*PROVIDED MATERIAL*
◆ ◆ ◆ ◆ ◆ ◆ ◆
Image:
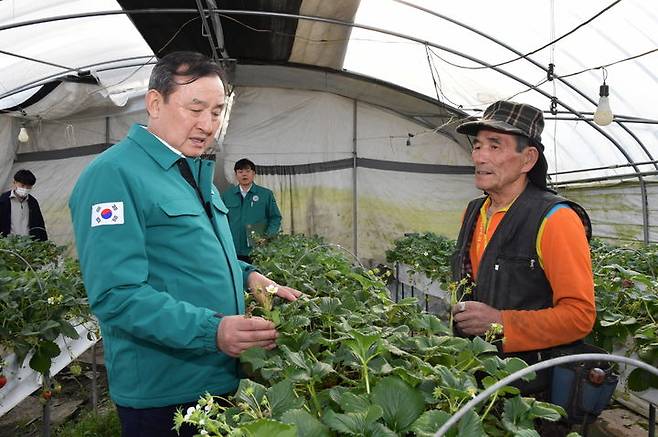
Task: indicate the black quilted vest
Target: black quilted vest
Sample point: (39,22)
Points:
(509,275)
◆ ◆ ◆ ◆ ◆ ◆ ◆
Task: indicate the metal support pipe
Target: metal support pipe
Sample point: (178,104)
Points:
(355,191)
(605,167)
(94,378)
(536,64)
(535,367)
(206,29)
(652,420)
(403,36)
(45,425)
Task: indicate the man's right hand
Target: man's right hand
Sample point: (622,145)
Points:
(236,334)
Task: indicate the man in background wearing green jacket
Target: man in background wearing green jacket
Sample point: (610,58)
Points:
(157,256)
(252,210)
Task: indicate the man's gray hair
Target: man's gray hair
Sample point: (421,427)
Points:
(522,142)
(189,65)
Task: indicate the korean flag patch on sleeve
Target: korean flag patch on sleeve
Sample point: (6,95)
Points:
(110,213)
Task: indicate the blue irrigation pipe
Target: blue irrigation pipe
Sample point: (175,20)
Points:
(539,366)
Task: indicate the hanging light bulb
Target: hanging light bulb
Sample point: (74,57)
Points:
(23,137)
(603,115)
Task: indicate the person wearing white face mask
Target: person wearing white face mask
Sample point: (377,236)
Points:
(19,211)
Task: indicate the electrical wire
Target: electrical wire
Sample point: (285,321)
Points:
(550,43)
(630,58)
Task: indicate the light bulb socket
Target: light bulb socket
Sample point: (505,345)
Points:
◆ ◆ ◆ ◆ ◆ ◆ ◆
*EXERCISE GOAL*
State how many lines of the records above contain the word "irrigation", giving only the number.

*RIGHT ANSWER*
2